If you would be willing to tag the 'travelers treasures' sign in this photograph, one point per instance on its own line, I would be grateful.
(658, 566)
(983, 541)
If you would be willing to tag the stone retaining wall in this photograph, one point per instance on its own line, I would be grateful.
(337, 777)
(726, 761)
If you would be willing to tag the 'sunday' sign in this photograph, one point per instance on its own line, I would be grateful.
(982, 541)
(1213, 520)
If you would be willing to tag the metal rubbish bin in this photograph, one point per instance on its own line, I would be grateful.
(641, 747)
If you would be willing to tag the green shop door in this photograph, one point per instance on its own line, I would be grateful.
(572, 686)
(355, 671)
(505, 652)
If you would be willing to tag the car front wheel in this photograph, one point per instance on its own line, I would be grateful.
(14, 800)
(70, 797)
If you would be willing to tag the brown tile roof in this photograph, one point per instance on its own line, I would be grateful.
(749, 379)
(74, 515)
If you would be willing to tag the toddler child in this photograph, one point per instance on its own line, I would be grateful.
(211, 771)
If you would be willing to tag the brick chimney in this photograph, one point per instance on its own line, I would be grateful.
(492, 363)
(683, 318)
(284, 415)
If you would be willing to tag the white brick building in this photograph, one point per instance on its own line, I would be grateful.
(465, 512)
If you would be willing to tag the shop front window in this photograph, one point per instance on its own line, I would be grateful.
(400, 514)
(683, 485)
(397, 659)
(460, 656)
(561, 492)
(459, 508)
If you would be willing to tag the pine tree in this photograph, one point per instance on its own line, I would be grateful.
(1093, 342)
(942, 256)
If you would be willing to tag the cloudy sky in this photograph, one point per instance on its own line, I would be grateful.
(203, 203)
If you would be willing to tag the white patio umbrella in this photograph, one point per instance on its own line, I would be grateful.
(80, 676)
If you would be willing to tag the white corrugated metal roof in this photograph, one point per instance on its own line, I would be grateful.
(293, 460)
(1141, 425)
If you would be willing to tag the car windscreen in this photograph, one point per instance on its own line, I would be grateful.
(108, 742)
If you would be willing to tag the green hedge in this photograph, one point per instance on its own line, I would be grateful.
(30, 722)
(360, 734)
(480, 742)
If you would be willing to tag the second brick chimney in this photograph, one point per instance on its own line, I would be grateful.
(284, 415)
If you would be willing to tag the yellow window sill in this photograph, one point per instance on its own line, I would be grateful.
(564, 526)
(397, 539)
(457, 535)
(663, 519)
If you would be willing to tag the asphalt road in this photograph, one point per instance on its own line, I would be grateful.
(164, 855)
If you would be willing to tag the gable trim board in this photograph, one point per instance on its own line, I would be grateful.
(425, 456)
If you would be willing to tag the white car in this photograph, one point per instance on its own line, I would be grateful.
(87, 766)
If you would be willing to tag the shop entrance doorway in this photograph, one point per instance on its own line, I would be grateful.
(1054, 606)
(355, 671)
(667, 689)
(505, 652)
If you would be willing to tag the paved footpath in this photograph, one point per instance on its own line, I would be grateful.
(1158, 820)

-----

◆ Exercise ◆
Copy the data word for word, starting at the line that contains "If you would be willing to tag the asphalt" and ending with the last line of the data.

◆ Completed exercise ◆
If you would be willing to tag the asphalt road in this photograph, one point per instance on its own line, I would be grateful.
(164, 855)
If you would be willing to tag the gable trim board in this photograph, one point per instance on its own line, I would be grateful.
(425, 456)
If you would be willing to tag the white car in this photograph, one point per instance on its own line, I would be grateful.
(87, 766)
If you would be willing to tag the shop entrance doorway in this photograph, one point per instance on its own line, I would be grateful.
(1054, 606)
(355, 671)
(667, 689)
(505, 652)
If you would be willing to tag the paved footpath in this photograph, one point per instance on its own line, I would be grateful.
(1158, 820)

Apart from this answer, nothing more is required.